#### DIRECTIONS
Without including the pictures, copy each line below exactly as it reads.
------------
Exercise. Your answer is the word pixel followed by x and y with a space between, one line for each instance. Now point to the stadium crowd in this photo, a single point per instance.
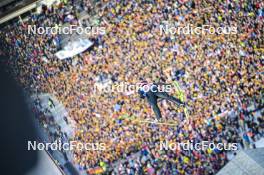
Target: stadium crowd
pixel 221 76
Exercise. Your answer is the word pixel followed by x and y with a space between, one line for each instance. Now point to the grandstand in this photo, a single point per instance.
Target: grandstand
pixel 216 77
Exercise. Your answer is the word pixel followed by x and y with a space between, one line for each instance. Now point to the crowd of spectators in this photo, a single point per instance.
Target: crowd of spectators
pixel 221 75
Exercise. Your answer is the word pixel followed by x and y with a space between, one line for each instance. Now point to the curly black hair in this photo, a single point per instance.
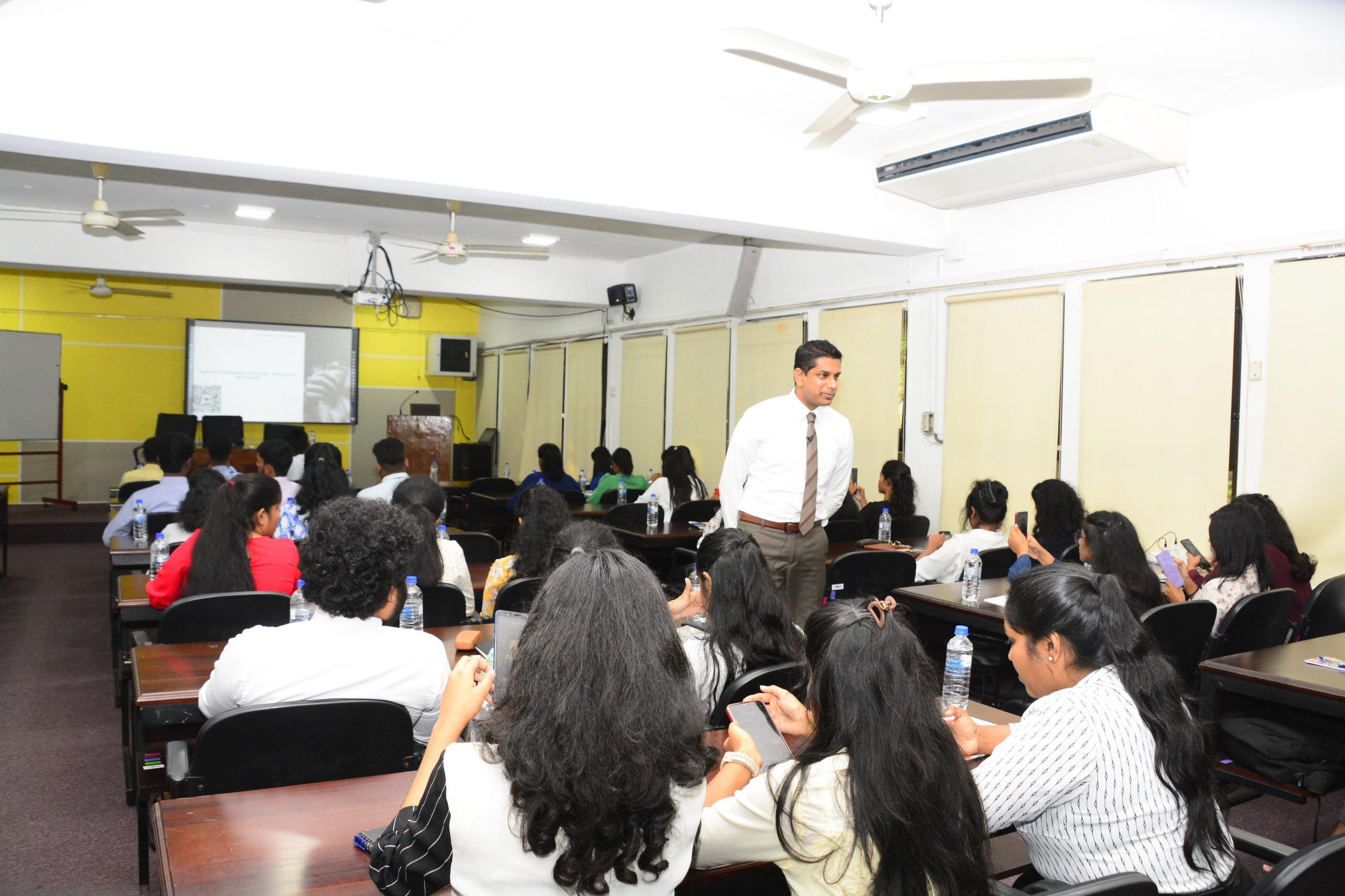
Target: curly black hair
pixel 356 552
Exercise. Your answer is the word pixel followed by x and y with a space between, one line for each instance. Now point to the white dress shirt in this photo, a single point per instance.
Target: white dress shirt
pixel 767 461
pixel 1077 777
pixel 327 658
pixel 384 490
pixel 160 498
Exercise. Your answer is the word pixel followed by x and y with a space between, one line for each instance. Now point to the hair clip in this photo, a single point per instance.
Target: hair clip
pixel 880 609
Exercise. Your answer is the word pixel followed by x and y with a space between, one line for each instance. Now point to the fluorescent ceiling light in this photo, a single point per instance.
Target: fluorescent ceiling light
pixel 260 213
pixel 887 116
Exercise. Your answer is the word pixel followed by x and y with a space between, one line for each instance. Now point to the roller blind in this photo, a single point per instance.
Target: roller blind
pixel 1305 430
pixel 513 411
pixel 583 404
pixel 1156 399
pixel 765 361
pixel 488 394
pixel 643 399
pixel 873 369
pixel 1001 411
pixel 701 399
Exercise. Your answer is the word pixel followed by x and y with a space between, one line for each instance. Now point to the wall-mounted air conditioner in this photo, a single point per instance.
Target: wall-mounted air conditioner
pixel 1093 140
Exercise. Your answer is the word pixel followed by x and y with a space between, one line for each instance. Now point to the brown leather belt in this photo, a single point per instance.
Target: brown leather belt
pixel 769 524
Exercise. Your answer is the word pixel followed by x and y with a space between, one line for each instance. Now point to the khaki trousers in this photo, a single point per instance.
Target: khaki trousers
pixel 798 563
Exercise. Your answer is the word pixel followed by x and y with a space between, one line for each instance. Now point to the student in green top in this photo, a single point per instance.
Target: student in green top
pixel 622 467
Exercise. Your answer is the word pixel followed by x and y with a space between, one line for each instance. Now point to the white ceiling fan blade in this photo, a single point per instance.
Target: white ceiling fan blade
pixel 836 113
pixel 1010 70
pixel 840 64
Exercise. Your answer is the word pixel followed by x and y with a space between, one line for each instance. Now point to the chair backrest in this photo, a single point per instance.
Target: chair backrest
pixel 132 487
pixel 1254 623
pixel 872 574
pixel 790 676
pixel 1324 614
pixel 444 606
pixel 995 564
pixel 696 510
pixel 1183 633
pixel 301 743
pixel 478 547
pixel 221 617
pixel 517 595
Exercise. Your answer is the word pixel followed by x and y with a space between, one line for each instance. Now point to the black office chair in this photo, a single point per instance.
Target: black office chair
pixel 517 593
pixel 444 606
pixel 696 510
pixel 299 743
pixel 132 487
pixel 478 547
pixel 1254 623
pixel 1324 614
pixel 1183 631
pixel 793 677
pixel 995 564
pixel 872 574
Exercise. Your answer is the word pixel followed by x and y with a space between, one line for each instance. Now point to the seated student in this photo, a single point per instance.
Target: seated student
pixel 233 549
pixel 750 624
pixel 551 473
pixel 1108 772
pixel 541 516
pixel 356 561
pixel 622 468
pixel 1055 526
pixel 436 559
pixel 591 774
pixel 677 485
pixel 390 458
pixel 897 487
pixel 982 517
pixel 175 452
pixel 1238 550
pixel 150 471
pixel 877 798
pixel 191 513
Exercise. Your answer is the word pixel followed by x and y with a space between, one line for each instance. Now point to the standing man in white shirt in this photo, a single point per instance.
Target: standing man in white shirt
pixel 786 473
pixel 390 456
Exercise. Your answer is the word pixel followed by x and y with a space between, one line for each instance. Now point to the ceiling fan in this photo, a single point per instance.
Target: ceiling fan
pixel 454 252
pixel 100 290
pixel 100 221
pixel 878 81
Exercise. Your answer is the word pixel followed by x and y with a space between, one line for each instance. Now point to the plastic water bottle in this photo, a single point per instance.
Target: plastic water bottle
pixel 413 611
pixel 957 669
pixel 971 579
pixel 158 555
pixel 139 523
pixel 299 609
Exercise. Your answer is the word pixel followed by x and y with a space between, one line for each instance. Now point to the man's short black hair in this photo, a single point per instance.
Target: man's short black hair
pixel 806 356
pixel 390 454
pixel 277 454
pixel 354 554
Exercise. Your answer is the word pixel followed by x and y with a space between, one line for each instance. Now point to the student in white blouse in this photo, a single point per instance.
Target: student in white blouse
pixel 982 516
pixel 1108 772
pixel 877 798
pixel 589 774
------------
#### ANSWER TO THIS EXERCISE
Exercise. Your answer is the word pixel followed by x and y with a space between, one line for each instance. Now point to the stadium crowd in this photo, a single point per instance.
Target: stadium crowd
pixel 221 76
Exercise. Your answer is the word pixel followed by x and y with a space between, one line for each instance. Now point to the grandstand in this photo, a single point per instance.
Target: grandstand
pixel 216 77
Exercise. Your answer is the word pixel followed by x and y with a space between, one line for each instance. Now point to the crowd of spectators in this photo, a single point per instance.
Target: crowd of spectators
pixel 221 75
Exercise. Your answer is the word pixel followed by x and y with a space between, one line for each instance. Now point to the curly black hair in this photo, a single point per instance.
Target: curly black hair
pixel 356 552
Exercise. Your answer is the word pixel followed by x and y with a space between, one line for each instance. Now point to the white dress shirt in this photo, a single point per instance.
Target: white dress shirt
pixel 767 461
pixel 1077 777
pixel 327 658
pixel 384 490
pixel 160 498
Exercise. Your answer is the word pixel followed by x and y with a space between, one line for each instance. Now point to the hair clip in this photo, a single point per instance.
Target: hair clip
pixel 880 609
Exercise. Your answer is the word pixel followed by x and y with a space between, one line for each instance. Now point to the fluorescent ceiling light in this photo, a single point per instance.
Target: fluorescent ceiling light
pixel 260 213
pixel 887 116
Exercise. Your answer is the word pixel followed by x and y with a space between, one line for each instance. Now point to the roller blind in this photo, a single point per instance.
Target: roller blind
pixel 1305 430
pixel 513 411
pixel 583 404
pixel 1156 399
pixel 765 361
pixel 488 394
pixel 643 399
pixel 873 369
pixel 1001 411
pixel 701 399
Exercise. Your answer is the word pixel followed by x and y with a space between, one line for each instance. Now point to the wall-mounted air conditioner in this photo, a single point per instance.
Target: wall-mounted air conditioner
pixel 1093 140
Exercise. Your answer is the word pixel followed by x and y with a space between, one line for each instance. Now point to the brown leather belt in this photo, a single point per instance.
Target: brown leather belt
pixel 769 524
Exercise. Your answer is the word pixel followed by x and y with a space between, one line for each instance. Now point to the khaki trousers in this photo, a single point per instance.
Target: khaki trousers
pixel 798 563
Exercise. Your answer is the word pixel followed by x and y with a space between, one line for each instance. Now point to the student in green top in this photo, a single point per instance.
Target: student in green top
pixel 622 467
Exercise. Your answer is the word pixel followed by x and y with a space between, one line for each instance. Now point to the white ceiling fan blade in this photo, a single point per instance.
Target: white ceiling fan blade
pixel 836 113
pixel 1010 70
pixel 840 64
Exercise. Your answer is the word pixel followed by x and y with a space between, one line for each instance. Now point to the chair backrest in this photo, a single point per instance.
Target: chair backrest
pixel 132 487
pixel 1254 623
pixel 872 574
pixel 790 676
pixel 1324 614
pixel 444 606
pixel 995 564
pixel 696 510
pixel 1183 633
pixel 301 743
pixel 478 547
pixel 221 617
pixel 517 595
Exercise. Your answer is the word pixel followed by x and y with a space between, one line for each instance. Now point to the black office chair in this photo, a single point per instance.
Target: black office chair
pixel 517 593
pixel 444 606
pixel 696 510
pixel 299 743
pixel 132 487
pixel 478 547
pixel 1254 623
pixel 1324 614
pixel 1183 631
pixel 793 677
pixel 995 564
pixel 872 574
Exercise. Your answer is the word pixel followed by x and y with a space between, one line for each instance. Now point to the seated student in this photo, a single point per instance.
Target: seated student
pixel 233 549
pixel 750 624
pixel 551 473
pixel 1108 772
pixel 541 516
pixel 356 561
pixel 622 468
pixel 1055 526
pixel 436 559
pixel 591 774
pixel 677 485
pixel 390 458
pixel 897 487
pixel 982 517
pixel 175 452
pixel 1238 550
pixel 150 471
pixel 877 798
pixel 191 513
Exercise. Your answer is the word pixel followed by x and y with a space between, one line for each instance. Now point to the standing man in white shirt in this photo, a single point per instance.
Target: standing man in white shirt
pixel 786 473
pixel 390 456
Exercise. Your answer is the word pixel followed by x and y with a space between, one line for each instance. Now point to the ceiling fan in this photo, a single point per instance.
Target: ceiling fan
pixel 454 252
pixel 100 290
pixel 100 221
pixel 878 81
Exercise. Your answer is the word pixel followed by x and y with a space between, one line for each instance. Now point to the plastic water bottle in this photo, a single point per instance.
Target: plastic water bottle
pixel 413 611
pixel 957 669
pixel 971 579
pixel 158 555
pixel 139 523
pixel 299 609
Exercise. Your answer is the word pixel followed by x and y with a space between, one line for each instance. Now point to the man's short black hair in this photo, a single point per instance.
Target: man's short black hair
pixel 806 356
pixel 390 454
pixel 277 454
pixel 354 554
Exercise. Your answer is the word pixel followed by x and y with a space between, one line for each instance. Now point to the student in white blouse in this photo, a single point per instance.
Target: student in white blouse
pixel 982 516
pixel 1108 772
pixel 877 798
pixel 589 774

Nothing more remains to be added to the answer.